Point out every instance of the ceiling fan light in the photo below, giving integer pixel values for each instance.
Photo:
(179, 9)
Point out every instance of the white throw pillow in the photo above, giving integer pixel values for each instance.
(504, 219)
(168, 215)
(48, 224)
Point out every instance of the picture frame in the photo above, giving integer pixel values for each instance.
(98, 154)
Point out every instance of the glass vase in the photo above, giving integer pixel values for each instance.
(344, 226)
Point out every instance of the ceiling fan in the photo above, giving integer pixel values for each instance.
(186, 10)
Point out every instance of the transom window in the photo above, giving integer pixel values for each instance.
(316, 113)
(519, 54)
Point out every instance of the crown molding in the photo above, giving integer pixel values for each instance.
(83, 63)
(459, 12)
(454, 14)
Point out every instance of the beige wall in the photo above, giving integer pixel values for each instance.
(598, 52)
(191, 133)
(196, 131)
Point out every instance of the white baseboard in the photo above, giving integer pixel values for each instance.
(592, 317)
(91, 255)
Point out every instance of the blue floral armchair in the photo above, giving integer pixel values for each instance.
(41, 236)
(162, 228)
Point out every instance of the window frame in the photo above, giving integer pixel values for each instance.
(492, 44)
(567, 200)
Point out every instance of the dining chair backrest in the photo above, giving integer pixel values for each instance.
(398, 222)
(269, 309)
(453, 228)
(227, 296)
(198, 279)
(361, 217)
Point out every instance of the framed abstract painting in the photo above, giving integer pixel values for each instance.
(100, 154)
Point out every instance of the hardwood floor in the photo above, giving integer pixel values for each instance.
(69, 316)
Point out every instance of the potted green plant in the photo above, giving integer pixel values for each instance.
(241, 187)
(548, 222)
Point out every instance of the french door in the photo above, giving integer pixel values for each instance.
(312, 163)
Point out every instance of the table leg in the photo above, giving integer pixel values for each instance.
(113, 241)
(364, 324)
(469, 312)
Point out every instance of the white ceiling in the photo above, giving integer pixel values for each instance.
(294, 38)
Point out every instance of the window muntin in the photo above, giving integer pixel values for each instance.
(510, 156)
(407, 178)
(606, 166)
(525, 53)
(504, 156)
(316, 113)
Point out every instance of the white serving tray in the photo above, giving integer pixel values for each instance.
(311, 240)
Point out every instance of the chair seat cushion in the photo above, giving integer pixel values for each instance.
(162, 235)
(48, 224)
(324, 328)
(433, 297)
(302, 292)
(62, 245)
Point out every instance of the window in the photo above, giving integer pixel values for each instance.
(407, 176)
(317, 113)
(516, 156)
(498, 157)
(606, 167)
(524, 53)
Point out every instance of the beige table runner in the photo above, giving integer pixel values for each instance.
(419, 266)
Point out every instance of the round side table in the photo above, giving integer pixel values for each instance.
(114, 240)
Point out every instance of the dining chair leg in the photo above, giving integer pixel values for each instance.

● ● ● ● ● ● ●

Render every line of the records above as a Markdown table with the columns n and Line, numbering the rows in order and skipping any blank lines.

RESULT FOR THIS EXERCISE:
| n | Line |
|---|---|
| 1 | Point out every instance of the ceiling fan light in the photo below, giving integer pixel values for each instance. |
| 2 | Photo: |
| 3 | (179, 9) |
| 4 | Point out every instance of the white throw pillow in the photo above, giving integer pixel values for each instance. |
| 5 | (504, 219) |
| 6 | (168, 215) |
| 7 | (48, 224) |
| 8 | Point out every instance of the picture frame in the photo above, giving integer pixel values for each instance. |
| 9 | (98, 154) |
| 10 | Point out every instance of the glass vase in the photo above, giving integer pixel values for each instance. |
| 11 | (344, 226) |
| 12 | Point out every instance of the ceiling fan in the photo above, giving integer pixel values for each instance. |
| 13 | (186, 10) |
| 14 | Point out every instance of the transom window in the photo above, giving integer pixel values for each instance. |
| 15 | (316, 113) |
| 16 | (519, 54) |
| 17 | Point out every instance of the crown molding in the photo above, giving integer pixel values for each instance. |
| 18 | (83, 63) |
| 19 | (459, 12) |
| 20 | (454, 14) |
| 21 | Point out every instance of the beige wall in the photo above, giving integer pixel values for each instance. |
| 22 | (598, 52) |
| 23 | (191, 133) |
| 24 | (196, 131) |
| 25 | Point out every instance of the white baseboard in the photo above, giving integer pixel values for each instance. |
| 26 | (592, 317) |
| 27 | (91, 255) |
| 28 | Point out every instance of the blue floral armchair in the photo above, giving integer pixel values for each instance. |
| 29 | (41, 236) |
| 30 | (162, 228) |
| 31 | Point out every instance of the window frame in the photo above, giving integer pixel values for each instance. |
| 32 | (492, 44) |
| 33 | (567, 200) |
| 34 | Point out every instance of the dining chair backrest in the photo above, giving integer pixel values for each instance. |
| 35 | (398, 222) |
| 36 | (269, 309) |
| 37 | (453, 228) |
| 38 | (227, 296) |
| 39 | (198, 279) |
| 40 | (361, 217) |
| 41 | Point out every instance of the framed abstract painting in the photo above, giving integer pixel values for each instance. |
| 42 | (100, 154) |
| 43 | Point out every instance of the hardwood floor in the photo above, giving integer pixel values for each instance. |
| 44 | (69, 316) |
| 45 | Point out every instance of the potted green plant in the photo above, giving integer pixel values for each instance. |
| 46 | (241, 187) |
| 47 | (548, 222) |
| 48 | Point out every instance of the french door in the photo above, giving integer pixel values for each instance. |
| 49 | (312, 163) |
| 50 | Point out every instance of the table leg in the photo above, giving integer pixel values for each instance. |
| 51 | (113, 241) |
| 52 | (364, 324) |
| 53 | (469, 312) |
| 54 | Point out every instance of the white ceiling in the photo above, giving integer pixel values for each instance. |
| 55 | (294, 38) |
| 56 | Point out every instance of the window muntin in the photo above, giving integer pixel values for each instance. |
| 57 | (510, 156) |
| 58 | (407, 178) |
| 59 | (606, 166) |
| 60 | (525, 53) |
| 61 | (504, 156) |
| 62 | (316, 113) |
| 63 | Point out every instance of the white serving tray in the photo above, giving integer pixel values for each instance. |
| 64 | (311, 240) |
| 65 | Point out every instance of the chair seat cushion in the photo above, giving integer pixel values for each instance. |
| 66 | (162, 235) |
| 67 | (48, 224) |
| 68 | (324, 328) |
| 69 | (433, 297) |
| 70 | (302, 292) |
| 71 | (62, 245) |
| 72 | Point out every instance of the window in the photo above, giving integer pixel values for each instance. |
| 73 | (407, 176) |
| 74 | (317, 113) |
| 75 | (516, 156) |
| 76 | (498, 157) |
| 77 | (606, 167) |
| 78 | (524, 53) |
| 79 | Point out every instance of the beige table runner in the photo above, giving integer pixel values for each instance. |
| 80 | (419, 266) |
| 81 | Point out every instance of the round side table in the photo above, giving integer pixel values for each instance. |
| 82 | (114, 240) |
| 83 | Point out every instance of the dining chair leg in the photo above, giving integer pixel values for each instance. |